_SHORT PROBLEM_.
Please reproduce the listing below verbatim, line for line.

_Records from a pointing dataset_.
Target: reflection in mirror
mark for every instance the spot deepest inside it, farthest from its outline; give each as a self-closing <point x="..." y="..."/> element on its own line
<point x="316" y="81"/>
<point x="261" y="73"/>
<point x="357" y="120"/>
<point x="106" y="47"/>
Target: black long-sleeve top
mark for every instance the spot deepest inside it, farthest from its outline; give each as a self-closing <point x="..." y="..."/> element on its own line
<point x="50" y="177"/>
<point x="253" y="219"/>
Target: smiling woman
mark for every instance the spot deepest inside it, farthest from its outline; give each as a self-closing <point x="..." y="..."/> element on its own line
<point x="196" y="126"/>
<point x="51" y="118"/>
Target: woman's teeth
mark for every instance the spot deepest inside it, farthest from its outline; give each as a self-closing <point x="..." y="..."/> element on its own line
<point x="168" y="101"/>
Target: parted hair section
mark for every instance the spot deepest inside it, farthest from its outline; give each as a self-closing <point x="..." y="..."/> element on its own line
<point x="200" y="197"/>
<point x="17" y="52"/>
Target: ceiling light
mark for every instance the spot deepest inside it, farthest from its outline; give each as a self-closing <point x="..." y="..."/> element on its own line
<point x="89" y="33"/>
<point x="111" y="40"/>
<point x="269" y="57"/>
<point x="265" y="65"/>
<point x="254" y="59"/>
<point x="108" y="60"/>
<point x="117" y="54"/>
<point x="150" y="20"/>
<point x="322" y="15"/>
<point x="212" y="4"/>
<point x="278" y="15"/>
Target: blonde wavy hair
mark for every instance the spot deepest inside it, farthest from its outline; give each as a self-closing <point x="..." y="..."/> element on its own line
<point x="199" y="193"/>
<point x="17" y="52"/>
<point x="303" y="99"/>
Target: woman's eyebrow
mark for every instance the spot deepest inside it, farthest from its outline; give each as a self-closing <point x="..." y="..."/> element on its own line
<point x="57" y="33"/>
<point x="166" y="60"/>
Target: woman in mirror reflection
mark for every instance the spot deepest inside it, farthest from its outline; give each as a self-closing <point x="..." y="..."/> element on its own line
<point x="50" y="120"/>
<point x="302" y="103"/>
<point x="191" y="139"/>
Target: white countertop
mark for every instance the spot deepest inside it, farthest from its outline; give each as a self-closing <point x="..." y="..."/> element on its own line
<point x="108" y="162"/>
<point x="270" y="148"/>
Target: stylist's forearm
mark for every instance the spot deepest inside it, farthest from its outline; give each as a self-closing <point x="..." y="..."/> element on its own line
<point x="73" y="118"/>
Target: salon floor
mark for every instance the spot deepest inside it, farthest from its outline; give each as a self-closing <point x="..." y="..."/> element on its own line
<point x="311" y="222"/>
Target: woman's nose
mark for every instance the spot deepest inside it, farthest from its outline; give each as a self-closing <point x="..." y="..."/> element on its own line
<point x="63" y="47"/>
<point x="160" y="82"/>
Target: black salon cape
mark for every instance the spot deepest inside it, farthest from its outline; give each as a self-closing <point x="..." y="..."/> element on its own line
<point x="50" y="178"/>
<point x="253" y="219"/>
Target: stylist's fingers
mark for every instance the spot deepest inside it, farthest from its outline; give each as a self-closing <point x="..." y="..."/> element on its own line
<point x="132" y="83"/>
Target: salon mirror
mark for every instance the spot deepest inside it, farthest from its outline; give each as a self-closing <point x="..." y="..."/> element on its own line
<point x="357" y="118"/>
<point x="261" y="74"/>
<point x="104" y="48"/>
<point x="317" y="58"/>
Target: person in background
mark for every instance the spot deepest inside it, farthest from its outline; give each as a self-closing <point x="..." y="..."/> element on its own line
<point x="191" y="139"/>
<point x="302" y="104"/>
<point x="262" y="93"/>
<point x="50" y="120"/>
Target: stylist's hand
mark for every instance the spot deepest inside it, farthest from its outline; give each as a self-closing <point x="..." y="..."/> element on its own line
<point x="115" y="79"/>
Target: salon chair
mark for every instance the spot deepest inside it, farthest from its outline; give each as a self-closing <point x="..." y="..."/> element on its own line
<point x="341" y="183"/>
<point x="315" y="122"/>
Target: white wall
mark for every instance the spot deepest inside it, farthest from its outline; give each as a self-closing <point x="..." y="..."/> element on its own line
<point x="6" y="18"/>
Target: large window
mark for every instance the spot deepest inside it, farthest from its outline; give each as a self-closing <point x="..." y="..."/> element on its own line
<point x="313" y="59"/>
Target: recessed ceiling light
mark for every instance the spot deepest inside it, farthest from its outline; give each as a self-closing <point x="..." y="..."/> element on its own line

_TASK RESPONSE_.
Target: reflection in mirror
mark for every instance the spot deepest inside it, farthest from its outline; give each as a self-closing <point x="..." y="..."/> element on its own line
<point x="316" y="81"/>
<point x="261" y="73"/>
<point x="357" y="120"/>
<point x="106" y="47"/>
Target: black long-sleeve top
mark for every instance the spot deepest inside it, farthest from its outline; give each as a self-closing <point x="..." y="..."/> element on its own line
<point x="50" y="177"/>
<point x="253" y="219"/>
Target: smiling woman
mark for every instance the spot deepest inside it, farthest from its outline; give each as a self-closing <point x="..." y="..."/> element on its own line
<point x="196" y="126"/>
<point x="51" y="118"/>
Target: woman's teeth
mark for every instance the spot deepest inside it, farthest from its outline; give each as a self-closing <point x="..." y="..."/> element on its own line
<point x="168" y="101"/>
Target: parted hair section
mark for every instance the spot deepest inside it, farthest from its outline; give each as a self-closing <point x="..." y="..."/> element on its own line
<point x="200" y="197"/>
<point x="17" y="52"/>
Target: ceiling light
mark for every instance the spot deepest inside it, farthest from its outline; give each as a self-closing <point x="..." y="..."/> element on its own line
<point x="89" y="33"/>
<point x="111" y="40"/>
<point x="269" y="57"/>
<point x="265" y="65"/>
<point x="254" y="59"/>
<point x="108" y="60"/>
<point x="117" y="54"/>
<point x="150" y="20"/>
<point x="322" y="15"/>
<point x="212" y="4"/>
<point x="278" y="15"/>
Target: blonde wavy hair
mark for every instance the spot deepest inside it, farthest from its outline; give each as a self-closing <point x="..." y="..."/> element on its own line
<point x="199" y="193"/>
<point x="17" y="52"/>
<point x="303" y="99"/>
Target: woman's eyebrow
mark for every instance the spot deepest inside it, farthest from its outline; give each as a self-closing <point x="..." y="..."/> element on its own line
<point x="57" y="33"/>
<point x="166" y="60"/>
Target: woman in mirror reflection
mark for every instance the spot deepest inside it, farthest from its outline; give each as a self-closing <point x="..." y="..."/> element on its own line
<point x="50" y="120"/>
<point x="302" y="103"/>
<point x="191" y="139"/>
Target: white countertop
mark for every instance the spot deepest inside it, farthest from its outline; give each as a self-closing <point x="..." y="..."/> element on its own line
<point x="108" y="162"/>
<point x="270" y="148"/>
Target: stylist's forearm
mark for every instance the spot deepest inside it, farthest from its outline; give each as a self-closing <point x="..." y="..."/> element on its own line
<point x="73" y="118"/>
Target: salon floor
mark for every instance the spot deepest inside it, farthest from its outline; give each as a self-closing <point x="..." y="..."/> element on its own line
<point x="311" y="222"/>
Target: woman's nose
mark for every instance the spot deepest inside it, farthest from its outline; give each as a self-closing <point x="..." y="..."/> element on its own line
<point x="63" y="47"/>
<point x="160" y="82"/>
Target: black salon cape
mark for every instance the spot deepest inside it, farthest from its outline; give each as a self-closing <point x="..." y="..."/> element on its own line
<point x="50" y="178"/>
<point x="253" y="219"/>
Target: stylist's fingers
mark for every instance the spot deepest inside it, farthest from its outline; give each as a self-closing <point x="..." y="..."/> element on its own line
<point x="132" y="83"/>
Target: salon mirror
mark for every instance the spot deepest inside it, farthest from its outline; give each as a self-closing <point x="..." y="..."/> element on its own line
<point x="357" y="118"/>
<point x="261" y="74"/>
<point x="104" y="48"/>
<point x="317" y="58"/>
Target: person in background
mark for every instance the spot deepest inside it, farthest from its outline; give each as a self-closing <point x="..." y="..."/> element on its own line
<point x="191" y="139"/>
<point x="302" y="104"/>
<point x="262" y="93"/>
<point x="50" y="120"/>
Target: stylist's hand
mark for every instance the spot deepest inside it, farthest from its outline; give each as a self-closing <point x="..." y="..."/> element on its own line
<point x="115" y="79"/>
Target: salon chair
mark for every instance the spot deepest inside it, farthest from its outline; give each as a self-closing <point x="..." y="..."/> element on its own line
<point x="341" y="183"/>
<point x="315" y="122"/>
Target: white wall
mark for every instance the spot deepest inside it, farthest from its outline; give each as a self-closing <point x="..." y="..."/> element on its own line
<point x="6" y="18"/>
Target: large window
mark for every instance the spot deepest inside it, farthest from its outline; give each as a self-closing <point x="..." y="..."/> element on its own line
<point x="313" y="59"/>
Target: recessed ceiling light
mark for every instance the spot deepest inside it, farthest from its outline; give each as a self-closing <point x="..." y="..."/> element on its own line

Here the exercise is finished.